▶ _REQUIREMENT_
Write out the material again, replacing every "photograph" with "image" and keeping everything else the same. Omit the pictures from your answer.

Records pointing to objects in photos
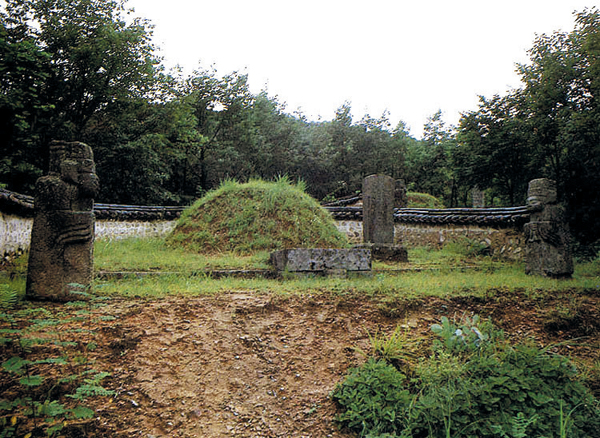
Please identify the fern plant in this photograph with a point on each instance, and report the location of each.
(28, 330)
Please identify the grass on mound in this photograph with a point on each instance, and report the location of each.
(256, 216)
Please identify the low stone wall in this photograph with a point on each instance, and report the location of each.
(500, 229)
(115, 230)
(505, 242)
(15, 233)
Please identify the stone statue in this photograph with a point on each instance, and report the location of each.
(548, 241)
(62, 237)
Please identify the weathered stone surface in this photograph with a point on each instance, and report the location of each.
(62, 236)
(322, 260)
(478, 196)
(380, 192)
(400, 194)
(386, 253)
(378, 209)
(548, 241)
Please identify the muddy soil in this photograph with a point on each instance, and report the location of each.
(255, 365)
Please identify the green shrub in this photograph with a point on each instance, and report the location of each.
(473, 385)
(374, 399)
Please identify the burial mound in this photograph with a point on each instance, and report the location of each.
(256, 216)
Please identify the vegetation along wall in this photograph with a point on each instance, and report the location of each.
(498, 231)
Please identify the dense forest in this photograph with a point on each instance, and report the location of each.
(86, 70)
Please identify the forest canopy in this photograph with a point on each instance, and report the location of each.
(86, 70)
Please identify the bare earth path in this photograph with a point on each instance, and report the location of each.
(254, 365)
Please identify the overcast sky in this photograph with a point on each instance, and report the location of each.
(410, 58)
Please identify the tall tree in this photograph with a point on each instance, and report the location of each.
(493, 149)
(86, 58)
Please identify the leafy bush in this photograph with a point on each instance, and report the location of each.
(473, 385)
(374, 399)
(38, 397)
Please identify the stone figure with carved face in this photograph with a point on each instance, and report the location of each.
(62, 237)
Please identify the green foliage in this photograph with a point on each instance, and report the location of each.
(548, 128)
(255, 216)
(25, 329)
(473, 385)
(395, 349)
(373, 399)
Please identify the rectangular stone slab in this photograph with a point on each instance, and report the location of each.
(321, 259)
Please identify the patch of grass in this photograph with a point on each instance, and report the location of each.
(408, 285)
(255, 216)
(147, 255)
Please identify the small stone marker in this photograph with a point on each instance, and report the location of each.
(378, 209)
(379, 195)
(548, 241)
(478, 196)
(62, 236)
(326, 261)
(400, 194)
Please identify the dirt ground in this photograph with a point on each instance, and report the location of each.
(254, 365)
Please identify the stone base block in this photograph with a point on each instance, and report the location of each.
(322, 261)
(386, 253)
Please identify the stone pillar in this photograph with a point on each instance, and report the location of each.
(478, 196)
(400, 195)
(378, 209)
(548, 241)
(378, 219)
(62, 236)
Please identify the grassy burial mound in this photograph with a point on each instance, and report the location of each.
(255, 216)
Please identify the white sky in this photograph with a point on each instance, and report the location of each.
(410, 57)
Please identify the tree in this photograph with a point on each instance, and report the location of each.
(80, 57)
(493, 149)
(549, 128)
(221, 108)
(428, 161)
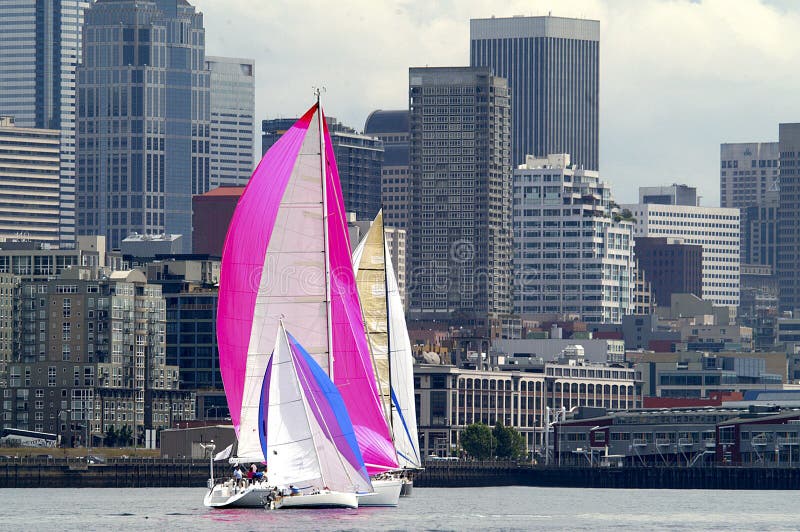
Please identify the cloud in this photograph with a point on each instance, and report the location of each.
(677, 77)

▶ _COMPLETE OUTPUT_
Please identify the fern plant in this image with a point on each instance, and report the location of each.
(28, 330)
Please identify the grass on mound in this image with a point on each instance, and report the location of each.
(256, 216)
Please identify the low stone wall in this image with a point on each instance, and report the location of each.
(500, 229)
(115, 230)
(505, 242)
(15, 233)
Please identify the stone statue in this image with a point on each instance, and report the location of each.
(548, 241)
(62, 237)
Please identify the weathered stone surface in this image with a point on each instance, and report the location of each.
(62, 236)
(322, 260)
(478, 196)
(380, 192)
(400, 194)
(386, 253)
(378, 209)
(548, 241)
Please identify the muddy soil in this image with a point on each instance, and report the location of each.
(255, 365)
Please identify the green shrub in this image with a point on each instance, and report the location of each.
(473, 385)
(374, 399)
Please identify the burial mound in this image with a point on each instance, and report the location of each.
(256, 216)
Please identify the vegetation along wall in this image with a point on each instance, and report the location of each.
(498, 231)
Please identify the dense forest in this image with a point on each instance, and report the location of each.
(86, 70)
Please identify the forest canopy in this image with a point on each instance, and report the location of each.
(86, 70)
Please identify the bare earth path in this image with a point on each instance, and report the location of each.
(254, 365)
Please identify the overcast sky in this image with a point on each instance, and report the location of each.
(410, 58)
Please identify the tall tree in this image with a point on each instance, and report the location of each.
(493, 149)
(86, 58)
Please identify the leafy bush in this image with a point on each instance, and report the location of each.
(473, 385)
(374, 399)
(38, 397)
Please identify the stone figure with carved face in this image with a point on each instance, and report the location of each.
(62, 237)
Please identify the green foliage in this image with a point on each instance, and report the location of each.
(548, 128)
(255, 216)
(25, 329)
(473, 385)
(395, 349)
(373, 399)
Please identify the rectangular stone slab in this image with a point on each instance, and report the location of each.
(321, 259)
Please identify the patch of grass in this image with a point on each instance, and report the location of each.
(408, 285)
(255, 216)
(147, 255)
Please identify the small stone marker in this image with a point on each instance, and report the location of each.
(378, 209)
(379, 195)
(548, 241)
(478, 196)
(62, 236)
(326, 261)
(400, 194)
Please identify the dirt ground in this image with a point on each instance, and report the location of each.
(254, 365)
Please identify the stone base block in this image with a point on each instance, and report the location of each.
(322, 261)
(386, 253)
Please identify the stone pillar in this image with a point on each instance, and report the location of each.
(478, 196)
(400, 195)
(378, 209)
(548, 241)
(378, 219)
(62, 236)
Please identify the grassy burial mound in this image with a point on each instance, and report the location of each.
(255, 216)
Please identify the white sky in this image with a point on each instance, and report the location of each.
(410, 57)
Please identify the tree in this image with a point on each instance, and report the location of each.
(80, 57)
(493, 149)
(549, 128)
(221, 108)
(428, 161)
Please identify the cloud in this image with a point on each instance, and report the location of each.
(677, 77)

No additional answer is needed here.